Exercise aim: Change "dot" to "marker" in the listing lines between the line holding "target | ruined gallery wall" and the line holding "[(332, 462), (191, 505), (301, 511)]", inclusive, and give back only those lines with nothing else altered.

Dataset entries:
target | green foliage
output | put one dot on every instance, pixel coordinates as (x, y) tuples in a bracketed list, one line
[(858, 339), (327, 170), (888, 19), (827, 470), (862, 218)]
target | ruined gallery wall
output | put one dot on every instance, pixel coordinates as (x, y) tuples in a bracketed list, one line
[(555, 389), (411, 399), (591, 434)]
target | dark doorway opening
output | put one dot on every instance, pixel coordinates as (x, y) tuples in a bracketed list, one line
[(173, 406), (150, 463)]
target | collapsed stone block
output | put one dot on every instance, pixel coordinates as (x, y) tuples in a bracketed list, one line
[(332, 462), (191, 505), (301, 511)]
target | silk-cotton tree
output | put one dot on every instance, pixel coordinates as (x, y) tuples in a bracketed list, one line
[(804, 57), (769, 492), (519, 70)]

==

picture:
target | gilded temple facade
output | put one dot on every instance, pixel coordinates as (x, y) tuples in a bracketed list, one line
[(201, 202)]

Written answer:
target | ruined gallery wall
output | put one marker on every instance, pixel coordinates as (x, y) tuples in a bracketed list, one line
[(555, 389), (411, 399), (591, 434)]
target | dark doorway opening
output | put one marker on every instance, pixel coordinates as (x, y) tuples in a bracketed list, one line
[(173, 406), (150, 463)]
target | collapsed stone block
output | put one marker on every instance, pixel coordinates as (x, y) tuples in a bracketed list, one line
[(332, 462), (191, 505), (301, 511)]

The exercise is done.